*** Opening Working data ***
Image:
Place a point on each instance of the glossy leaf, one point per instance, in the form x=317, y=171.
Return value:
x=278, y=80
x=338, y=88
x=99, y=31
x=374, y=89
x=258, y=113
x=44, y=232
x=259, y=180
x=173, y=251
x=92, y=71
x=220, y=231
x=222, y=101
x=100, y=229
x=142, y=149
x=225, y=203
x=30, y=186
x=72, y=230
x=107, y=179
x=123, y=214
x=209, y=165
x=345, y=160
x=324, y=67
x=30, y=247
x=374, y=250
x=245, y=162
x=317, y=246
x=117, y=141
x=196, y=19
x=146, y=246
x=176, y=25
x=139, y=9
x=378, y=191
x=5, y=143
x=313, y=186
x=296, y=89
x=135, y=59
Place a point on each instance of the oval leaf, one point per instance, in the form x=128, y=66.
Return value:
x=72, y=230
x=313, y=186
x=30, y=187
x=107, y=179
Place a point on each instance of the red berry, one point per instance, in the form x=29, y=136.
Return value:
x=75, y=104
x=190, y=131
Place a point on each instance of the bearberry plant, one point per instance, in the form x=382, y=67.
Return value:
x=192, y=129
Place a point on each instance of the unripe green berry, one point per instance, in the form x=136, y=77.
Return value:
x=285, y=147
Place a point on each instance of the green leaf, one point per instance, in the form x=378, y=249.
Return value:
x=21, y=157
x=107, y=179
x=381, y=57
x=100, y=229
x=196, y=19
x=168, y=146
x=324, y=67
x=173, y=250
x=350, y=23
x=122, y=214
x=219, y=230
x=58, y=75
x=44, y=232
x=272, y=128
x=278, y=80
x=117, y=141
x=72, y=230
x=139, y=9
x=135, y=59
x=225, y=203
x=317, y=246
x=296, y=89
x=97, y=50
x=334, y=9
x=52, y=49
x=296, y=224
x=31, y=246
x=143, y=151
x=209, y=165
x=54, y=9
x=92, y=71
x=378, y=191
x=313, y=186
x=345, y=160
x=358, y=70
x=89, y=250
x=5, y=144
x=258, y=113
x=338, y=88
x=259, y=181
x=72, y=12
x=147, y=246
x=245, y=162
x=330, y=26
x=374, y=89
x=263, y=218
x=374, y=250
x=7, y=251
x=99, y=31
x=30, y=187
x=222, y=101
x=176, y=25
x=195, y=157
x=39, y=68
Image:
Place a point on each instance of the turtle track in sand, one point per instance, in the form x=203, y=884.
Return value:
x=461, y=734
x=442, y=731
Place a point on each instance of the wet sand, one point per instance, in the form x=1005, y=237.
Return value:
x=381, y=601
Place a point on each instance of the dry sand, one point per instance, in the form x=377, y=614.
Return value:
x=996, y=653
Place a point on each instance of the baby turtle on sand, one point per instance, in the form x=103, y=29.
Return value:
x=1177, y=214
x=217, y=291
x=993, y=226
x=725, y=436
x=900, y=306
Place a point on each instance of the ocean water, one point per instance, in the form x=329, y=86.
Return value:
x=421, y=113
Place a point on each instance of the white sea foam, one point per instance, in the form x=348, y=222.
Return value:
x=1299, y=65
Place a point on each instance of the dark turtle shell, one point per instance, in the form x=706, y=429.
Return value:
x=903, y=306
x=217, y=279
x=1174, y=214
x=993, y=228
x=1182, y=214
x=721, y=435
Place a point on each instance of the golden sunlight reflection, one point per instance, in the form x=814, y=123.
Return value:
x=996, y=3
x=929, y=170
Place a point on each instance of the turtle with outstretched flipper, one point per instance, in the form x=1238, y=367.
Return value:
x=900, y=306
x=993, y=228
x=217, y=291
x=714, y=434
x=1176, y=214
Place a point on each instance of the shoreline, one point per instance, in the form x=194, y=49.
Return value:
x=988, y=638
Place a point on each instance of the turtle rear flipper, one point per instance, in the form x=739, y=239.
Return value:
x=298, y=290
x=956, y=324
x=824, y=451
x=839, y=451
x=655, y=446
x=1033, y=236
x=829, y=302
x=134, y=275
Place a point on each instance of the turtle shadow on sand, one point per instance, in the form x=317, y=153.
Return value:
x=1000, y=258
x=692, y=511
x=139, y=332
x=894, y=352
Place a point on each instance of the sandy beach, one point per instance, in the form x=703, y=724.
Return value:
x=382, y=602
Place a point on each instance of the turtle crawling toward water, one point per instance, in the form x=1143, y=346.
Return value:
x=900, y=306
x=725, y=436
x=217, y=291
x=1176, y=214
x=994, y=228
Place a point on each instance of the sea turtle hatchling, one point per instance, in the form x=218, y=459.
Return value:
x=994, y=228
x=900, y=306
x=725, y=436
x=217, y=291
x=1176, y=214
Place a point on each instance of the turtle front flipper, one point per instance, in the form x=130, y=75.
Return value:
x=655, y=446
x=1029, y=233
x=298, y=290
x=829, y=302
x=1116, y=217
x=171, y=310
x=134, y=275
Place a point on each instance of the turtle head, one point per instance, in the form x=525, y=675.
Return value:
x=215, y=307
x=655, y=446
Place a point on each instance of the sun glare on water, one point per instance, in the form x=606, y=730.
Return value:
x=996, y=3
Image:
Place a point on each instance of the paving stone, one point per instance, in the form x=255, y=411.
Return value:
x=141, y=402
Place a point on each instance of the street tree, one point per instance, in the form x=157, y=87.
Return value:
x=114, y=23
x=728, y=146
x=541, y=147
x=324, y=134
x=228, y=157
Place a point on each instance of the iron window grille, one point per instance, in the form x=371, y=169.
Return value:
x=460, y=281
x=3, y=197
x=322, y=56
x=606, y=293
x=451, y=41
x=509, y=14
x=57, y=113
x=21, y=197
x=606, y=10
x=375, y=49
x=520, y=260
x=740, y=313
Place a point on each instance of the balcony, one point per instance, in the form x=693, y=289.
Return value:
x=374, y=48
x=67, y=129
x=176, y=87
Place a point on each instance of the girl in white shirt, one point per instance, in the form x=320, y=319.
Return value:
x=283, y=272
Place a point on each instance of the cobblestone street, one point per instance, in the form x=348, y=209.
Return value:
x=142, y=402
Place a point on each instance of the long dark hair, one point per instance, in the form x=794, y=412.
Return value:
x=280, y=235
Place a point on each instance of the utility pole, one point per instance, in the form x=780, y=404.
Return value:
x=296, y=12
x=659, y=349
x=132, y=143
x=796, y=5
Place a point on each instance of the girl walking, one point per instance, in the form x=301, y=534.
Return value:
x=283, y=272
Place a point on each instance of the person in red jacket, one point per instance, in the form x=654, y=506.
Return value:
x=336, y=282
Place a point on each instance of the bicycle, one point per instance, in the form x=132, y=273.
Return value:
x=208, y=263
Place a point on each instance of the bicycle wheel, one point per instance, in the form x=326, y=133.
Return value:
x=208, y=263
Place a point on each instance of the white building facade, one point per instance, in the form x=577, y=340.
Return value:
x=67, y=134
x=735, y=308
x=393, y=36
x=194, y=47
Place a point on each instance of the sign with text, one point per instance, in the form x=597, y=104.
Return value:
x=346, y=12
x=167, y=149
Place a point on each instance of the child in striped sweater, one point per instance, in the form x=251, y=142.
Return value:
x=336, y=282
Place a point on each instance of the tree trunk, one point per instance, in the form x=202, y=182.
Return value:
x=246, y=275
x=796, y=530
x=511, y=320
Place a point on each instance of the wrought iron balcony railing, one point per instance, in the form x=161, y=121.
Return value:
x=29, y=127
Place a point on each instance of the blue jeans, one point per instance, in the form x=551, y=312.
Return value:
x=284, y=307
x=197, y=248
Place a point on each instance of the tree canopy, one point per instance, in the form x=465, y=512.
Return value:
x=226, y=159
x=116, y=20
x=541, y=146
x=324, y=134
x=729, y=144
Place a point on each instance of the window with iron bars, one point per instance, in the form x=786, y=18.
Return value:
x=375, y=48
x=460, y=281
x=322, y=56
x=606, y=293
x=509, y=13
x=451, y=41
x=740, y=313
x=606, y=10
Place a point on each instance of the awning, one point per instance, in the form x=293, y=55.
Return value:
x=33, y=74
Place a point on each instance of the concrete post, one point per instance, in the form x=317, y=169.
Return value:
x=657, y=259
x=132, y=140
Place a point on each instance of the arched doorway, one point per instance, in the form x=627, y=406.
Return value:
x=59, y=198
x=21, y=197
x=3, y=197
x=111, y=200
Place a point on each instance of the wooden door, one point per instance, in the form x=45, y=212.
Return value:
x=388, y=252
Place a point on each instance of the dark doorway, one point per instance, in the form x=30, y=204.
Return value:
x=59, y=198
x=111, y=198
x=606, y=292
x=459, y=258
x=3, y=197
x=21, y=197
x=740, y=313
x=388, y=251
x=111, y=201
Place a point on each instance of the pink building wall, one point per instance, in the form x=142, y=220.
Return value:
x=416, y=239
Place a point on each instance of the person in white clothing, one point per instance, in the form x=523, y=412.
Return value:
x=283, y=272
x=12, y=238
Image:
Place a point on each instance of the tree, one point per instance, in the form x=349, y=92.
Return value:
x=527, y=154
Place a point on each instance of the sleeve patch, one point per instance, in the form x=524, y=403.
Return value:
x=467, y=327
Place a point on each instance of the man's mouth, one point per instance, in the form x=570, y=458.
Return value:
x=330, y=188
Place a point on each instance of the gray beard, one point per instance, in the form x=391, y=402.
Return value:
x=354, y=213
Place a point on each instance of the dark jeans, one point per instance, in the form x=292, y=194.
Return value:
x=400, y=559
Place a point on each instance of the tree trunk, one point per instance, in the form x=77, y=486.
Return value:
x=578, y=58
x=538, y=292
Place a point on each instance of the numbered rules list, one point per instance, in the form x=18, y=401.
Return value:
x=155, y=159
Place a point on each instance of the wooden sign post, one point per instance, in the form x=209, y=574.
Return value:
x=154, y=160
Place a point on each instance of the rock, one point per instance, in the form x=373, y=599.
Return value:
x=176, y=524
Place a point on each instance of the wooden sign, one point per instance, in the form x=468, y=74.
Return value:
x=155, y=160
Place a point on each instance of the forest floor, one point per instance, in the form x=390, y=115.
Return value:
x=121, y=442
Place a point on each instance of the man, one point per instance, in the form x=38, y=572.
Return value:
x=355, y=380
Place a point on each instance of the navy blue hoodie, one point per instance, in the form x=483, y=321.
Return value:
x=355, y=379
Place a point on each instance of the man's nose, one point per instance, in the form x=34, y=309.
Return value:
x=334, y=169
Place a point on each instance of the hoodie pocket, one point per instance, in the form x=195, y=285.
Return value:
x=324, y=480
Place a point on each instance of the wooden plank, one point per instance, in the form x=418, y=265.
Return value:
*** Closing Working data ***
Task instructions. Could you repeat exactly the lines above from the line with "Place a point on each instance of the bearberry" up to and including the line with "Place a point on each instance of the green", and only those?

Task response.
Place a point on each instance of the bearberry plant, one point per instance, in the form x=382, y=67.
Return value:
x=192, y=129
Place a point on each instance of the unripe green berry, one point per instance, in the form x=136, y=77.
Return value:
x=285, y=147
Place a point on each instance of the green leaf, one point per instance, in the form x=378, y=249.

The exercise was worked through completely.